** WHAT IS BEING ASKED **
With the string "below" as the filter, copy each matching line from the records.

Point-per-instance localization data
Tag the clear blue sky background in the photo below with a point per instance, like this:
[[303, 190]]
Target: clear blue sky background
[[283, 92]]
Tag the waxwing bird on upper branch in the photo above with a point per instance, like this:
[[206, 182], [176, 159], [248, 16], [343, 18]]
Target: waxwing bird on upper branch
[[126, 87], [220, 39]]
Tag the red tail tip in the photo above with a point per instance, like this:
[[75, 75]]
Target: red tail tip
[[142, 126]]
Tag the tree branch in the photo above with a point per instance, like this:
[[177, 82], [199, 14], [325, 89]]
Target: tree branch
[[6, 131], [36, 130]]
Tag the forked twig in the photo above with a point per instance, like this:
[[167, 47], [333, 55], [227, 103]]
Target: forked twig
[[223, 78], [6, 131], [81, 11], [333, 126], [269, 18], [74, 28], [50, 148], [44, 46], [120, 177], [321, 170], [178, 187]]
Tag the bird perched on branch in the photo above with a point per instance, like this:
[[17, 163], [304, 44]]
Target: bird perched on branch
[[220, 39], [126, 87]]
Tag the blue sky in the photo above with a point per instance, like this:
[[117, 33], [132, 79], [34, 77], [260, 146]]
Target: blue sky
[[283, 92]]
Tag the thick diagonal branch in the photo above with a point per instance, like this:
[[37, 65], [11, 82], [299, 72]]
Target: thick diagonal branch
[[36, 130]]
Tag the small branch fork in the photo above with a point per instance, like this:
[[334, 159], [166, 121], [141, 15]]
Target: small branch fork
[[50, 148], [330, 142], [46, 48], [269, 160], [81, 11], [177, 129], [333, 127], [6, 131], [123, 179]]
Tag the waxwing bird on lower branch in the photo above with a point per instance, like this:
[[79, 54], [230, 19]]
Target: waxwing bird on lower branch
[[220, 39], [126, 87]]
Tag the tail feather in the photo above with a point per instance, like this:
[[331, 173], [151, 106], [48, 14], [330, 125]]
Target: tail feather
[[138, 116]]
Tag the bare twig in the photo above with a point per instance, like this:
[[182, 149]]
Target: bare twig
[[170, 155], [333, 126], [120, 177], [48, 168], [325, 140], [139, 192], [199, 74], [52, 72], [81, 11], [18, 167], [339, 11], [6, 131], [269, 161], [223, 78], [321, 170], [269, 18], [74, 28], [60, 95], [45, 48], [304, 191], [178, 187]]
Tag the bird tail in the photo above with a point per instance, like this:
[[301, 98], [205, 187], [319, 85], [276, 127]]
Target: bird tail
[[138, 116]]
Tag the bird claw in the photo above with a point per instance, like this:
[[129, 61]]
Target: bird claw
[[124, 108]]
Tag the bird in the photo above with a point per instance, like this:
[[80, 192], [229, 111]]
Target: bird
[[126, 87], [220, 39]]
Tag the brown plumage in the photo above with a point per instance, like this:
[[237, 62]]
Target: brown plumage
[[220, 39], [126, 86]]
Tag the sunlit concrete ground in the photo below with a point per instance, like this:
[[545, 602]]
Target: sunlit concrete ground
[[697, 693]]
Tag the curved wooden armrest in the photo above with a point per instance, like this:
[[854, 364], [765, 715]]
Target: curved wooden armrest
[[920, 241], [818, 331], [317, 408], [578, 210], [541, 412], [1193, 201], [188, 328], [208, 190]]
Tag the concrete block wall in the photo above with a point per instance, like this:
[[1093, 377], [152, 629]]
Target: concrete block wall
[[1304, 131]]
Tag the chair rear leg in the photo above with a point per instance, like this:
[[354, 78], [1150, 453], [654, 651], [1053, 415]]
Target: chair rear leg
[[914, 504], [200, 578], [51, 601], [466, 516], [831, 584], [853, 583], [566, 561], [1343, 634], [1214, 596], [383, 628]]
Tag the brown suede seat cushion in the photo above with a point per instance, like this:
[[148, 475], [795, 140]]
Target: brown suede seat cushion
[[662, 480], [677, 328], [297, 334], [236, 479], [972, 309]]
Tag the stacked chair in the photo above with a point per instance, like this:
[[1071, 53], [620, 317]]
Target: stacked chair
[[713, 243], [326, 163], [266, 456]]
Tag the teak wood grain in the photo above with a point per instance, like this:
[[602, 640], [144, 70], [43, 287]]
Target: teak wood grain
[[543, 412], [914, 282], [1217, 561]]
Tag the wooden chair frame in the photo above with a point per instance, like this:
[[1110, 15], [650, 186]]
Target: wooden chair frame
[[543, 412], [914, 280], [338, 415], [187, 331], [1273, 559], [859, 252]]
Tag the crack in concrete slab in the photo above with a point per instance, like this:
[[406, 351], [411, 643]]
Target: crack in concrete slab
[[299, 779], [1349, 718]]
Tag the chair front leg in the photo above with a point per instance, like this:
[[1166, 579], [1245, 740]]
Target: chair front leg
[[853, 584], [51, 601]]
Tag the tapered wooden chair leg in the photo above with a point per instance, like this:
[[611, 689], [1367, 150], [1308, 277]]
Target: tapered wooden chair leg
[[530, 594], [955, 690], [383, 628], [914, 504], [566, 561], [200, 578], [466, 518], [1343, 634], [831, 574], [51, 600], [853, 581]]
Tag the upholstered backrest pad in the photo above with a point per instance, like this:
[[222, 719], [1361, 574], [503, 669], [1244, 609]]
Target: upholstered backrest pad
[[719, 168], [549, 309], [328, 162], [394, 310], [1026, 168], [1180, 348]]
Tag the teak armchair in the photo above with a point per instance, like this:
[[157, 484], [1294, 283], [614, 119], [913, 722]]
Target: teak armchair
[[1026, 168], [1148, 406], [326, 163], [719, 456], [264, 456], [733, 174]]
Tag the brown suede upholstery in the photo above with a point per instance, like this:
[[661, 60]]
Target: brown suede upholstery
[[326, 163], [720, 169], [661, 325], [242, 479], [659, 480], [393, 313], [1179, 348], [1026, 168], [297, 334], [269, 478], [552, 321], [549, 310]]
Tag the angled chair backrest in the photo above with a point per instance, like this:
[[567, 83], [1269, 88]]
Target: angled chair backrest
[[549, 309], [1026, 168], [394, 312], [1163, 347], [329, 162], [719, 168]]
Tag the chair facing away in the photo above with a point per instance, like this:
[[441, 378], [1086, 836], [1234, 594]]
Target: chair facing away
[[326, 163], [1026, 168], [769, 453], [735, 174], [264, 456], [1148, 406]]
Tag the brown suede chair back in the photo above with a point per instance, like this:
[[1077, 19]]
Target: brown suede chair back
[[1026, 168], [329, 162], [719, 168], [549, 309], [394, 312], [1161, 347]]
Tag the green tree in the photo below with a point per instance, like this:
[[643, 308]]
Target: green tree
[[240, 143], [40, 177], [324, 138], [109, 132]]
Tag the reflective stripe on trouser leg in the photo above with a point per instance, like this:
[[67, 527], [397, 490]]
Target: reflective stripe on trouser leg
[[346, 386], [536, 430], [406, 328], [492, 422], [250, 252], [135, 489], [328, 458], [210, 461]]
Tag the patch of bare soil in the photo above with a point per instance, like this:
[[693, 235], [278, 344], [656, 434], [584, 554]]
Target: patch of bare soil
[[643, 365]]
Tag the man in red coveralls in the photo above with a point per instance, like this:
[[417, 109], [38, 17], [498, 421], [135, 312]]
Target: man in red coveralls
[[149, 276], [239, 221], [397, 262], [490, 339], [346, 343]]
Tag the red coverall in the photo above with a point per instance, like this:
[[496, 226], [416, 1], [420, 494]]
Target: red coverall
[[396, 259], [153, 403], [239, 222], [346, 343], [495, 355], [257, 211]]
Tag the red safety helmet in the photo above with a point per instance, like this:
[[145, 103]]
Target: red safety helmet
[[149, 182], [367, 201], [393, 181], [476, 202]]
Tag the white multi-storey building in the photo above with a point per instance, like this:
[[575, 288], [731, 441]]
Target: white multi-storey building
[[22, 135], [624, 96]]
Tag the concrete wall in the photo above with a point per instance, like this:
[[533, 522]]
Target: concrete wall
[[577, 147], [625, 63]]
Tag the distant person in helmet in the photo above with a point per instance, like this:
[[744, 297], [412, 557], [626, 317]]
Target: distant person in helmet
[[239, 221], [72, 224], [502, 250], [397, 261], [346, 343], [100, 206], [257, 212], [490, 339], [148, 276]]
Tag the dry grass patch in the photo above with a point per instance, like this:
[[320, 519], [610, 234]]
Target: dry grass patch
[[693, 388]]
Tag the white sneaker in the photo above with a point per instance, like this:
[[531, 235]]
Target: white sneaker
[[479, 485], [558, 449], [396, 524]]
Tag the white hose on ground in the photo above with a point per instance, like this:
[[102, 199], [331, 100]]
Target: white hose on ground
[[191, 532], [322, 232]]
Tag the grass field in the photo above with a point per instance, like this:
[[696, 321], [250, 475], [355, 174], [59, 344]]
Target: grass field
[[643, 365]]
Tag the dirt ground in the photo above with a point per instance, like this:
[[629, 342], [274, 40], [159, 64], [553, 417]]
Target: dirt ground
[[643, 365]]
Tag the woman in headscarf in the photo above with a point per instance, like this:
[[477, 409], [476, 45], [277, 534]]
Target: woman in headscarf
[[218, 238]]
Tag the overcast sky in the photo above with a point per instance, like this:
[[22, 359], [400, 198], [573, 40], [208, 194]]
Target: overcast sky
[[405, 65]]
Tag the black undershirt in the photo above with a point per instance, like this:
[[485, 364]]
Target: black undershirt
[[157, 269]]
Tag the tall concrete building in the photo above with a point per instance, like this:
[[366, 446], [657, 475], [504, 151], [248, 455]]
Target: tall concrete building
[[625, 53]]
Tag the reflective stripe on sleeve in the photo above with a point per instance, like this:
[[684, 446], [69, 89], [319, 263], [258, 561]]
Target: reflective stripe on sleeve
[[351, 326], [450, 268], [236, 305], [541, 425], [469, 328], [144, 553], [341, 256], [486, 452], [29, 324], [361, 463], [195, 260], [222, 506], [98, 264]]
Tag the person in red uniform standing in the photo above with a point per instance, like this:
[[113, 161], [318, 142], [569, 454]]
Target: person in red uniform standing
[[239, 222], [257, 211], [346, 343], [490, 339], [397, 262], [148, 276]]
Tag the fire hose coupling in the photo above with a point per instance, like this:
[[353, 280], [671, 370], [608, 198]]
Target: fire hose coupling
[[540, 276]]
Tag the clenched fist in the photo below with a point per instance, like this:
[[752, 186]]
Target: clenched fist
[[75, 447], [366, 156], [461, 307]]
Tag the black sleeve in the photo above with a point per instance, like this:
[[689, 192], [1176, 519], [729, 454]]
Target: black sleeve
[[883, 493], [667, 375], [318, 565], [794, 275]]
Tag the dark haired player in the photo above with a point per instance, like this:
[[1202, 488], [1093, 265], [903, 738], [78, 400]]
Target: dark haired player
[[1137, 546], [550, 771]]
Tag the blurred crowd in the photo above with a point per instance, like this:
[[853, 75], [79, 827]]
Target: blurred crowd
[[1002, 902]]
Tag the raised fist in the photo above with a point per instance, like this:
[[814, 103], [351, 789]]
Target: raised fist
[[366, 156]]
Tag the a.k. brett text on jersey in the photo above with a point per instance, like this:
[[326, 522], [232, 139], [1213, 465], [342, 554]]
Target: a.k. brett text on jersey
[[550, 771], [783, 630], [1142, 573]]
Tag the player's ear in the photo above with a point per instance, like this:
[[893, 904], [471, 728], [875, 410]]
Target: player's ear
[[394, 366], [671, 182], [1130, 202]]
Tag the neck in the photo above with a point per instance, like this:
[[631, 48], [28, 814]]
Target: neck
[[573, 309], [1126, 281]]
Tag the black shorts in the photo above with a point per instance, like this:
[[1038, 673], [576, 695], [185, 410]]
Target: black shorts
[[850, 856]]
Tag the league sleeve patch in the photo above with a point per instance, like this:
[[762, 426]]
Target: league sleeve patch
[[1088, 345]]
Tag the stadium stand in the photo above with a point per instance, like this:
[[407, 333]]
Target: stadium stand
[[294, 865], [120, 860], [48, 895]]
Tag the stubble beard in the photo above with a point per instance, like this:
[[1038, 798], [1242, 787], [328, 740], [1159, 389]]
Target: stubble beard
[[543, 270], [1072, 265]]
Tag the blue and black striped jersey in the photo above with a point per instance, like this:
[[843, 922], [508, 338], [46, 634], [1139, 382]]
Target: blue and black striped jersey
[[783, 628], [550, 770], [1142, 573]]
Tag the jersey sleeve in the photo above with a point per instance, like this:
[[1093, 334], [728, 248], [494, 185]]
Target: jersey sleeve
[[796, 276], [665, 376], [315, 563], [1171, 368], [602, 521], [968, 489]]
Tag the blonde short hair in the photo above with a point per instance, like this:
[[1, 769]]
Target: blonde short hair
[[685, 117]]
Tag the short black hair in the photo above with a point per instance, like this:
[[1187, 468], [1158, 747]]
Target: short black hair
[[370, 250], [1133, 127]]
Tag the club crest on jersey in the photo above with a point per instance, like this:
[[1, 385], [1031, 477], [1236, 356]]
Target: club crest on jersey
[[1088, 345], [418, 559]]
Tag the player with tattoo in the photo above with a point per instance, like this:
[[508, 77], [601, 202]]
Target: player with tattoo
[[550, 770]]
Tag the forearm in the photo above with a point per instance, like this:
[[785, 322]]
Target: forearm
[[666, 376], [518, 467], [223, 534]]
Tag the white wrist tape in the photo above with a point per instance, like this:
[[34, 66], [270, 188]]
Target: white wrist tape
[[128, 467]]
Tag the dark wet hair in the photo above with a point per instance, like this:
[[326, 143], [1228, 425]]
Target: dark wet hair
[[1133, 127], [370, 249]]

** TASK RESULT **
Tag the clear blue sky background in the photo below with a point per instance, like this:
Tag the sunlit concrete ground in the photo below with a point per instance, like this:
Tag the green tree in the photo below with a point per instance, like this:
Tag the clenched fist in the photo below with a point per instance, like this:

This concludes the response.